╔══

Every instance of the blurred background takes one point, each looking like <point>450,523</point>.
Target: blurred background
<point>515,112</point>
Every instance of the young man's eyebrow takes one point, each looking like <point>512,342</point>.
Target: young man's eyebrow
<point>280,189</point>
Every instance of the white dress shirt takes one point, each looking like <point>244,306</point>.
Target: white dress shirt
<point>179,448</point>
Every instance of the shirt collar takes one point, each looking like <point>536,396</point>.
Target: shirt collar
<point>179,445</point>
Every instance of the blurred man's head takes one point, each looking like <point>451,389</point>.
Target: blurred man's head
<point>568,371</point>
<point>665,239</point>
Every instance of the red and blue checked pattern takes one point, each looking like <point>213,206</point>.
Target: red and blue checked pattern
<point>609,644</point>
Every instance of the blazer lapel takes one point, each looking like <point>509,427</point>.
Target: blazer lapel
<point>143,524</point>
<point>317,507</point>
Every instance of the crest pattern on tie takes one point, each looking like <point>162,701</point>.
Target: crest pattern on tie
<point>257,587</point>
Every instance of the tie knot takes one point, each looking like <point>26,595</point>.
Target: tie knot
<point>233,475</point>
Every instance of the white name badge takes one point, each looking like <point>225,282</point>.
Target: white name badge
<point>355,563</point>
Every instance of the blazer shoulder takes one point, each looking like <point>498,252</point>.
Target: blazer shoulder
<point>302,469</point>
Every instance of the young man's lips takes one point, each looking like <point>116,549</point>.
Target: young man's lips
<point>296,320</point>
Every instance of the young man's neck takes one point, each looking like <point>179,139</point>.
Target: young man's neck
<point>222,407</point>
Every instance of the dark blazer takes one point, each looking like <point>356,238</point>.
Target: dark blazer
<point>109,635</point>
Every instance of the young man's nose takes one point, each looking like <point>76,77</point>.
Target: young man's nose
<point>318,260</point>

╚══

(PROBLEM DESCRIPTION): Copy out all of the data above verbatim, keeping every line in its original order.

(REPLY):
Every instance of the blurred background takes one point, each looking like <point>450,523</point>.
Target: blurred background
<point>515,112</point>
Every instance of the young man's eyebrow takes one point, each looking like <point>512,342</point>.
Target: young man's eyebrow
<point>280,189</point>
Every instance of the white dress shirt takes one point, each looking like <point>244,306</point>.
Target: white dress shirt
<point>179,448</point>
Every instance of the shirt collar takes one point, each looking like <point>536,396</point>.
Target: shirt collar
<point>179,445</point>
Every instance of the blurred man's head takes one point, each looking like <point>451,389</point>.
Target: blurred man's head
<point>568,371</point>
<point>665,239</point>
Every instance of the red and blue checked pattern takes one point, each looking like <point>213,206</point>.
Target: red and blue checked pattern
<point>609,644</point>
Every instance of the blazer lapel takes one point, each looking like <point>509,427</point>.
Target: blazer lapel
<point>143,524</point>
<point>317,507</point>
Every instance of the crest pattern on tie takes one point, each looking like <point>162,701</point>.
Target: crest pattern on tie
<point>257,587</point>
Every instance of the tie knot takes one point, each looking like <point>26,595</point>.
Target: tie knot
<point>233,475</point>
Every instance of the white name badge takes one point, each looking like <point>225,282</point>.
Target: white name badge
<point>355,563</point>
Every instance of the blazer shoulder takes one point, each looking like <point>498,252</point>.
Target: blazer shoulder
<point>302,469</point>
Every instance of the young man's lips takes one point, each looking like <point>116,549</point>.
Target: young man's lips
<point>296,320</point>
Every instance of the young man's neck takes one point, each looking like <point>179,139</point>.
Target: young man's neck
<point>222,407</point>
Every instance of the dark blazer takes one point, each looking like <point>356,238</point>.
Target: dark blazer
<point>109,635</point>
Every instance of the young man's nose takes one point, each looking like <point>76,77</point>.
Target: young man's nose
<point>318,260</point>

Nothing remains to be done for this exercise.